▶ [Problem requirements]: Rescale all the rows below. Copy every line except the pictures, with the requests unchanged, and multiply each point coordinate in the answers by 0.85, rounding to the nearest whole number with halves rounded up.

▶ [Listed records]:
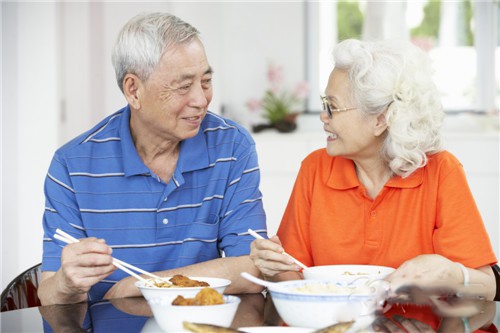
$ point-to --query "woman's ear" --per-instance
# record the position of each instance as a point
(380, 124)
(132, 90)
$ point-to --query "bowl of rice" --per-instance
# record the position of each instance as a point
(206, 307)
(187, 287)
(347, 274)
(321, 303)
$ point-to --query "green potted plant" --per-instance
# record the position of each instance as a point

▶ [Task result]:
$ point-to --query "woman's ear" --per-instance
# record the position of each instance as a point
(323, 105)
(112, 77)
$ point-to --query "bowl of rice" --per-instance
# record the position of each instance as a point
(175, 261)
(159, 244)
(295, 233)
(273, 258)
$ point-to --query "green potted plant" --per-instance
# record the position of each instance as a point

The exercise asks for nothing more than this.